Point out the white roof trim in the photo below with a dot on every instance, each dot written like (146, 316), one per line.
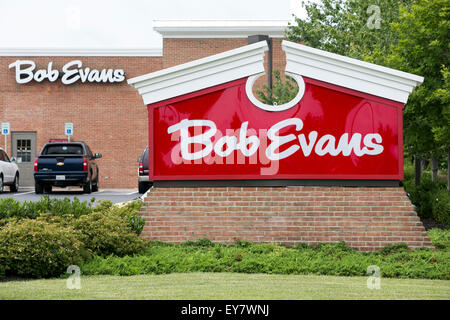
(81, 52)
(202, 73)
(219, 28)
(349, 73)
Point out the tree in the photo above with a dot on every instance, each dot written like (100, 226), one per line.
(281, 91)
(355, 28)
(423, 31)
(409, 35)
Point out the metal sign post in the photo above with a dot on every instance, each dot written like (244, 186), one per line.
(5, 132)
(68, 130)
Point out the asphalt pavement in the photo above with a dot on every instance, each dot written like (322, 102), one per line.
(114, 195)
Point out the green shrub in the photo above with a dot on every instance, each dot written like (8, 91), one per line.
(130, 212)
(34, 248)
(10, 208)
(440, 238)
(441, 207)
(106, 233)
(326, 259)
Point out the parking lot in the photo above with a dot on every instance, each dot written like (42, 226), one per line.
(114, 195)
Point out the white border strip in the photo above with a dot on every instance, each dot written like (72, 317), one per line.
(81, 52)
(183, 29)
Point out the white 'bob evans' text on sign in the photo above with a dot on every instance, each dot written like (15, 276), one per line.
(71, 73)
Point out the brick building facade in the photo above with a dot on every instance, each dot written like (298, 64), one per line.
(109, 117)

Brief: I would like the data above transcribed exactly, with its pictures left out.

Response area:
Point out the white roof trim in the photo below with a dot on every instance, each dot written like (146, 316), one per line.
(81, 52)
(202, 73)
(219, 28)
(349, 73)
Point out the tree in the photo above with a dot on every instance, each dot written like (100, 226), one per line.
(281, 91)
(355, 28)
(423, 31)
(409, 35)
Point out the metal sign post in the photo above with a dot on every instance, each dot written like (244, 186), one per line.
(5, 132)
(68, 130)
Point out the asphalt pavement in the photo above with a dot on every instance, each dot written like (322, 102), one per line.
(114, 195)
Point out the green shrub in the photo above with a dot on every instance, each dot written like (8, 91), one per line.
(130, 212)
(34, 248)
(10, 208)
(440, 238)
(441, 207)
(106, 233)
(326, 259)
Point out the parking lot in the photo above with a dot on every instance, each dot written like (42, 226), one per line.
(114, 195)
Point out the white border strip in the photo above with a dot on every instance, each dot written like (72, 317), one per line.
(81, 52)
(183, 29)
Point out the white 'bob evans' text on sign in the photo above with a dot on every instance, each dot written like (15, 276), one per line.
(71, 73)
Point out the brick building facade in the photo above with a dot on every instance, each dot written like (298, 64), one per line.
(109, 117)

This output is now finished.